Start of SUPPLIED DATA

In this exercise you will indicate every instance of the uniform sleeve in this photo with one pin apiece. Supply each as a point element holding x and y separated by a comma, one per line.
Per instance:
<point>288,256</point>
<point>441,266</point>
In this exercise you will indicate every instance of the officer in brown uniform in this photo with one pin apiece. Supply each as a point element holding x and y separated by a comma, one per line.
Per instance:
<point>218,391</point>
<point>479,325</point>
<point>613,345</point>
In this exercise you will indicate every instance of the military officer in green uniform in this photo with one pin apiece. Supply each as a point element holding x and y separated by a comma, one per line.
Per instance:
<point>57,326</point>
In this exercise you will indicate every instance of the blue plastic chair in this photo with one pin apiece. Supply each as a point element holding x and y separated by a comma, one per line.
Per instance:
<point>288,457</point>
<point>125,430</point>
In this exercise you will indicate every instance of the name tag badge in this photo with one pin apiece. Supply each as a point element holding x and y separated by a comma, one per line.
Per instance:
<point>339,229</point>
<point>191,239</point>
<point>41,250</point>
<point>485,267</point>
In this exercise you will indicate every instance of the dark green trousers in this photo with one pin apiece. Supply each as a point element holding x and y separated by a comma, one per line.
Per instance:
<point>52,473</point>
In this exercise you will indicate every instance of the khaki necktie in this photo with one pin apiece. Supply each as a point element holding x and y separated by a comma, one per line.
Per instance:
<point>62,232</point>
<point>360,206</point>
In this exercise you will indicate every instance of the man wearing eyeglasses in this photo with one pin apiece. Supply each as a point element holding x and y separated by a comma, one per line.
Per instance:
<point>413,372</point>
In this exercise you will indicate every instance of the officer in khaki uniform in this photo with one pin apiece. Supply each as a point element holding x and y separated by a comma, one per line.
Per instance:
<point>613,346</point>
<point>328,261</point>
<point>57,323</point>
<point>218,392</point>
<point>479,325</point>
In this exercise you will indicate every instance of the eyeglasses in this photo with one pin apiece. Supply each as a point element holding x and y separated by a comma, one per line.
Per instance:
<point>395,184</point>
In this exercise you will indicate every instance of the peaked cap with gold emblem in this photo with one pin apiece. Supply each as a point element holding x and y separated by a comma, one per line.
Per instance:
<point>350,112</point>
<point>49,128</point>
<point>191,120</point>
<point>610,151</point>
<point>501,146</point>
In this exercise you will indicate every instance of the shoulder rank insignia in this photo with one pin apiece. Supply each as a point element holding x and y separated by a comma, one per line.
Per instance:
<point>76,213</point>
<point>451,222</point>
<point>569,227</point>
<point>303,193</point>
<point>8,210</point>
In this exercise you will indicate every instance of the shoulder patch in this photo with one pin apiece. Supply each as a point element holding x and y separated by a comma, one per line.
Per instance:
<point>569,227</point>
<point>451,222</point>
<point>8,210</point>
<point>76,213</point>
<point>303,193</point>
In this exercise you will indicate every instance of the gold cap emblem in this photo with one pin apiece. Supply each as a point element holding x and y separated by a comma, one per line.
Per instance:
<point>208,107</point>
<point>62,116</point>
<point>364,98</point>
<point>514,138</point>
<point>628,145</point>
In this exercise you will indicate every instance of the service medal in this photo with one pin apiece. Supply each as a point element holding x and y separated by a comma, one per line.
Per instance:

End of SUPPLIED DATA

#### EXERCISE DIRECTIONS:
From the data, list each line in which the string "eyeglasses" appears.

#### EXERCISE SOLUTION:
In this exercise you will indicate every instance of the man wearing eyeglasses in this photo with one pin apiece. Supply each as a point element holding x and y separated by a comma, one per line.
In this exercise you will indicate every instance of the eyeglasses in this photo with one pin apiece. Supply each as a point element holding x and y separated by a comma, one per line.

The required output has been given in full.